━━━ Source excerpt

Most employment law claims don’t begin with bad intentions. They begin with assumptions about an employee’s needs or circumstances.
When business owners think about accessibility and the Equality Act 2010, the image that tends to come to mind is a wheelchair ramp or perhaps a large-print menu. Physical access.
These are common and often straightforward adjustments to make.
The gap between what employers think they’re doing and what the law actually requires is where most problems quietly take root.
It is important that businesses recognise this, because the five mistakes below are remarkably common, often made in good faith and entirely avoidable with the right knowledge in place.
As we have marked Global Accessibility Awareness Day, now is a great time to review your approach.
The Equality Act 2010 protects employees and job applicants from discrimination on the basis of a number of protected characteristics, including disability.
Two of its provisions are particularly relevant to business owners managing day-to-day operations.
The first is the duty to make reasonable adjustments. Where a provision or practice or a physical feature of the workplace, puts a disabled person at a substantial disadvantage compared to a non-disabled person, employers are required to take reasonable steps to remove that disadvantage. Reasonable adjustments are not discretionary – they are a legal duty.

━━━━━━
━━━ Record excerpts

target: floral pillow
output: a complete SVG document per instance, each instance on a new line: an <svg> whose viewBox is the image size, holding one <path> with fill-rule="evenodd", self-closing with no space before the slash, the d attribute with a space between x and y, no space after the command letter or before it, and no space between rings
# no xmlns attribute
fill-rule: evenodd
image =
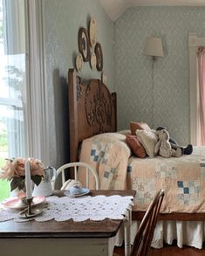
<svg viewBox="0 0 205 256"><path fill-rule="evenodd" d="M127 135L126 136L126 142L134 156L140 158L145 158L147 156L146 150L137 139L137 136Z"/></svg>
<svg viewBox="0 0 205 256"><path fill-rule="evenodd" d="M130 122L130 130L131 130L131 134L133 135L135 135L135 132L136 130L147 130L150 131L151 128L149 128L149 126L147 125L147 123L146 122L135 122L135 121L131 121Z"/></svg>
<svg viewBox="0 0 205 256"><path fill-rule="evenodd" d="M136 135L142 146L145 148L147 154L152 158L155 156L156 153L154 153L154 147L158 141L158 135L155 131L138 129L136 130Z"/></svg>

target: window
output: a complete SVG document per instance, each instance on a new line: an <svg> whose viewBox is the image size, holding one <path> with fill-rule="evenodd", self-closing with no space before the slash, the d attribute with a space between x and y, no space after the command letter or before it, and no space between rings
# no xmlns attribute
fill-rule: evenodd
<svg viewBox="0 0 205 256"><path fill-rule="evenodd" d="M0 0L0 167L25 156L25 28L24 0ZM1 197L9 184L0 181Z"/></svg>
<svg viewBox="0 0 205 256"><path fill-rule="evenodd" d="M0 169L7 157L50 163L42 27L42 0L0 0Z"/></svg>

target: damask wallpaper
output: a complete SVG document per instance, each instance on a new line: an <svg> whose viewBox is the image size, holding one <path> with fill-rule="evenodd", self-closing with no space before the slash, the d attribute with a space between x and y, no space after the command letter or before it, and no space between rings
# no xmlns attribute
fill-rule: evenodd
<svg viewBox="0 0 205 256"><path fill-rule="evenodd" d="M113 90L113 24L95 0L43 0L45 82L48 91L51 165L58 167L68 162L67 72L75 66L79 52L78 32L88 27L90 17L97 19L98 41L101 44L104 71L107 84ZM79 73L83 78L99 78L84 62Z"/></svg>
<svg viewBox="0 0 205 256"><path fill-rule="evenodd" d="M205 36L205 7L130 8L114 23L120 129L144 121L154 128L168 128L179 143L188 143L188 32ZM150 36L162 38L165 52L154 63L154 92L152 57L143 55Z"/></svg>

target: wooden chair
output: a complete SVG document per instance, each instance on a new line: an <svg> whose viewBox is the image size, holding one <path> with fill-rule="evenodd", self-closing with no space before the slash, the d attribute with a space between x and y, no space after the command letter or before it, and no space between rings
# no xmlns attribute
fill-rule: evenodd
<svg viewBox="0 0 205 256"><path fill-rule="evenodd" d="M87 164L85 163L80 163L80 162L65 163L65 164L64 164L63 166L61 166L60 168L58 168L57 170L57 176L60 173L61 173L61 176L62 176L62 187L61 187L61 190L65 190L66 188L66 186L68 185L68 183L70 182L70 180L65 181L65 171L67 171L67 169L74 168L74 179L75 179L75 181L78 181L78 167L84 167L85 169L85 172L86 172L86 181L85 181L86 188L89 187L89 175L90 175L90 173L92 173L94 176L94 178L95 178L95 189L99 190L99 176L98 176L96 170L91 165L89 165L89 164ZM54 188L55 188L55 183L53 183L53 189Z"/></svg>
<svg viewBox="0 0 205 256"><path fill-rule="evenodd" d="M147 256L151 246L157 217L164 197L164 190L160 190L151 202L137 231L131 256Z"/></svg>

━━━━━━
━━━ Record excerpts

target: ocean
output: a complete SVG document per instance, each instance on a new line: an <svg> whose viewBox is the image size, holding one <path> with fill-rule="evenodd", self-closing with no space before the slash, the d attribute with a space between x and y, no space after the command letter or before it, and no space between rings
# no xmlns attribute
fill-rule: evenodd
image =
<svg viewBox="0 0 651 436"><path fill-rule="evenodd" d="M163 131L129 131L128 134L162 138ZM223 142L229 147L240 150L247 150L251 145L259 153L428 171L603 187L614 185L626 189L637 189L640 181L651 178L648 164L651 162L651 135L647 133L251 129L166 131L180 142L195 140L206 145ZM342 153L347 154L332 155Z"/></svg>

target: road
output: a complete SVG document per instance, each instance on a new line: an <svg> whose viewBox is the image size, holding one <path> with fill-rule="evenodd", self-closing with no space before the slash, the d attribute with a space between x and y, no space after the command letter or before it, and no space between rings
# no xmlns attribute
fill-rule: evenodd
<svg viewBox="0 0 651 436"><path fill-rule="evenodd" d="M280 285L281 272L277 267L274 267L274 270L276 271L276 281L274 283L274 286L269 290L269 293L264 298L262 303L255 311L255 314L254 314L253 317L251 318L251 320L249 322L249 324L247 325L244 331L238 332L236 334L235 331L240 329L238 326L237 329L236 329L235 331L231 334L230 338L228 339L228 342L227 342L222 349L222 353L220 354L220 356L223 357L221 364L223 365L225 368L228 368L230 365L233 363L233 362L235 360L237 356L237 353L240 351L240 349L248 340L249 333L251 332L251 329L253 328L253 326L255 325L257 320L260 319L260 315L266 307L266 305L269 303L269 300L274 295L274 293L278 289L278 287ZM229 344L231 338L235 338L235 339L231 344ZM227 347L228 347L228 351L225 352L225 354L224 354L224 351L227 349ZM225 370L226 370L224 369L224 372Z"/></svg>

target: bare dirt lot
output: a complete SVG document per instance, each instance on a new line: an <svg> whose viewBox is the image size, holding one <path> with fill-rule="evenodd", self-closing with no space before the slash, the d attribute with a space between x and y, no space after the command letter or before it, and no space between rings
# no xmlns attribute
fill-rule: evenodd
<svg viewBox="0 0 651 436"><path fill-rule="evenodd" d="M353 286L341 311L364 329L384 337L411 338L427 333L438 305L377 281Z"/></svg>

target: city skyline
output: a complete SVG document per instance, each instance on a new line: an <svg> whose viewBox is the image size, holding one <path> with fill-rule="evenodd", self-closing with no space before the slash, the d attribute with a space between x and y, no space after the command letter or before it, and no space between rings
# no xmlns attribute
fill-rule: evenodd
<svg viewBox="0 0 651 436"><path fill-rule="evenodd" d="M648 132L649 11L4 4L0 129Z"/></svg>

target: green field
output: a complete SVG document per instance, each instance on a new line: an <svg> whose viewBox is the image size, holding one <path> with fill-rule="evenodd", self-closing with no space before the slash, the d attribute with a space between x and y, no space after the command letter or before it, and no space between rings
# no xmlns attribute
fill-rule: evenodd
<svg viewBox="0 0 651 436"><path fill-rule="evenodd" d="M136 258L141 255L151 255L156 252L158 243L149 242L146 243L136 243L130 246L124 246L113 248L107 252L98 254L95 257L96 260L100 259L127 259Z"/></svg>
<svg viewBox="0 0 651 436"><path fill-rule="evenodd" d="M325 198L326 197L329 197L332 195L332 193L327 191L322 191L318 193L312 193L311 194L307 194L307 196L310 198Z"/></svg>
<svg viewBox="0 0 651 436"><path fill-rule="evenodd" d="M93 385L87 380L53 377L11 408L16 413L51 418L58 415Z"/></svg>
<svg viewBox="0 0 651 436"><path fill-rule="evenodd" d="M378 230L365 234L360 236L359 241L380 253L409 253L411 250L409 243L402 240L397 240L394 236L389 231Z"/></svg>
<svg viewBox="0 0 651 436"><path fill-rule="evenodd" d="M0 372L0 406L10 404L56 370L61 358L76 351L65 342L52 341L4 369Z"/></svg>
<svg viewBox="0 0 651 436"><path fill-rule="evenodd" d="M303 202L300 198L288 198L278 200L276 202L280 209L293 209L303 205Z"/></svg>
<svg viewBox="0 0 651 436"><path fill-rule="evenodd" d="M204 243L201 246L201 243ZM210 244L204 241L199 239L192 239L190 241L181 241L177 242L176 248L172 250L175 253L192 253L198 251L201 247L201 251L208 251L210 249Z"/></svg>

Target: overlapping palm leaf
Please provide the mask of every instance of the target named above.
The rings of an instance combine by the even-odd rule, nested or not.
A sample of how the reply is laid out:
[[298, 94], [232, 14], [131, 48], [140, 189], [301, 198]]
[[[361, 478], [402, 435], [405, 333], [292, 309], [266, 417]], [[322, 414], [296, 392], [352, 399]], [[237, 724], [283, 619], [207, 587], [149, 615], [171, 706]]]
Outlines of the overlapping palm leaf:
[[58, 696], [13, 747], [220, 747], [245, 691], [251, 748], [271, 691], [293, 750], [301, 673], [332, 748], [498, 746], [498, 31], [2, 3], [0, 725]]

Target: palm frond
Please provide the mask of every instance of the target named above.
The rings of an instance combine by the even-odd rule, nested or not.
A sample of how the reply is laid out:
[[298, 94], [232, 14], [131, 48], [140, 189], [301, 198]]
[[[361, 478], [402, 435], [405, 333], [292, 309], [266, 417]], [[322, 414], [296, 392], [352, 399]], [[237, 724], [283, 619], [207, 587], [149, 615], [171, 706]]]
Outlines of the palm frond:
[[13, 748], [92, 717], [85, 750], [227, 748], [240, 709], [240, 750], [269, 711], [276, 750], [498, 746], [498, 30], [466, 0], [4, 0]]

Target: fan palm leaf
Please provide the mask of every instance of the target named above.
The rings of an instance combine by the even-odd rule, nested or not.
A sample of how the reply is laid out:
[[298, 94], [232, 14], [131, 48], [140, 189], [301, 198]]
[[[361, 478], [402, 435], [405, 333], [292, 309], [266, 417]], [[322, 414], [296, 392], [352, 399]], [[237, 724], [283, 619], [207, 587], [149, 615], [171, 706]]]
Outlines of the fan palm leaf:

━━━━━━
━━━ Record excerpts

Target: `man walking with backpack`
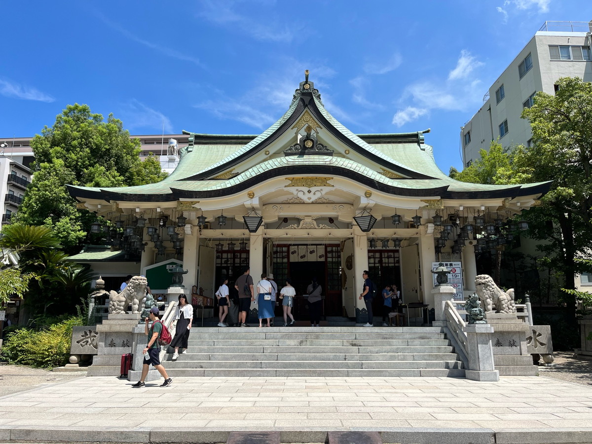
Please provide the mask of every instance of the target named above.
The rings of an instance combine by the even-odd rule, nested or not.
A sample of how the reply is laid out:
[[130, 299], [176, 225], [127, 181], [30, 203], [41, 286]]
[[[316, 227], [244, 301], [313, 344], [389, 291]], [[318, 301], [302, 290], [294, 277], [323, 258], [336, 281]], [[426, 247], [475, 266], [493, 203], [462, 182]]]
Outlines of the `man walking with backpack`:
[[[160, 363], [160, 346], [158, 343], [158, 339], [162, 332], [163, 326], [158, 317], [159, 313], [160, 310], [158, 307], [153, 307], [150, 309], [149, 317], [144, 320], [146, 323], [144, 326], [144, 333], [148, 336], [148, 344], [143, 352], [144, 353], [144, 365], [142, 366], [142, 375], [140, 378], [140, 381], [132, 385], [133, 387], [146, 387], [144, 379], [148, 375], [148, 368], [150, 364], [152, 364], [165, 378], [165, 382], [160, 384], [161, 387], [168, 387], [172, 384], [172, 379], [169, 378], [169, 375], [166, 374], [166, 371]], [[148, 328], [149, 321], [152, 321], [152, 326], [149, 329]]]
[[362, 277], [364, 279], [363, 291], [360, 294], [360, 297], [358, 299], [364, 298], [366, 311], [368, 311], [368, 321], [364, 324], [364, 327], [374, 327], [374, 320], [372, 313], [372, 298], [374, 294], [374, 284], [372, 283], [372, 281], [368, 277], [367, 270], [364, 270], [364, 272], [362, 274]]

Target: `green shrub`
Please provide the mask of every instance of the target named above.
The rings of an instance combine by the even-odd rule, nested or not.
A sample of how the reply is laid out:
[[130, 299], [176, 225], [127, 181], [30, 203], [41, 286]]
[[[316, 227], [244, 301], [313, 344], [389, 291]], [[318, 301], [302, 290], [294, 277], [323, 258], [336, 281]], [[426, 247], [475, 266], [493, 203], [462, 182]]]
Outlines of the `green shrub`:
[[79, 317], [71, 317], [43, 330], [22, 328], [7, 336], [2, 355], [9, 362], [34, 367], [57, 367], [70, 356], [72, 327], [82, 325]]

━━━━━━

Required tasks =>
a – Which things in the workplace does the Equality Act passage say can trigger the duty to make reasonable adjustments when they put a disabled person at a substantial disadvantage? List them all.
b – Pick up the Equality Act passage after its final sentence and carry it forward.

Task responses =>
a –
- A provision
- A practice
- A physical feature of the workplace

b –
The second is indirect discrimination. This occurs when an employer applies a practice that applies equally to everyone but which, in practice, puts people sharing a protected characteristic at a particular disadvantage and the employer cannot justify it as a proportionate means of achieving a legitimate aim.
Indirect discrimination is often unintentional. However, it doesn’t need to be intentional to be unlawful.
Neither of these requires a complaint to be made before the duty exists. The duty is ongoing and applies to the way you run your business every day.
With that in mind, here are the five mistakes worth examining within your own business.
This is perhaps the most pervasive misconception in employment law. Physical accessibility matters enormously, but it only accounts for a fraction of the reasonable adjustments that employers are likely to be asked to make or should proactively be making.
Disability under the Equality Act has a deliberately wide definition. It covers any physical or mental impairment that has a substantial and long-term adverse effect on a person’s ability to carry out normal day-to-day activities.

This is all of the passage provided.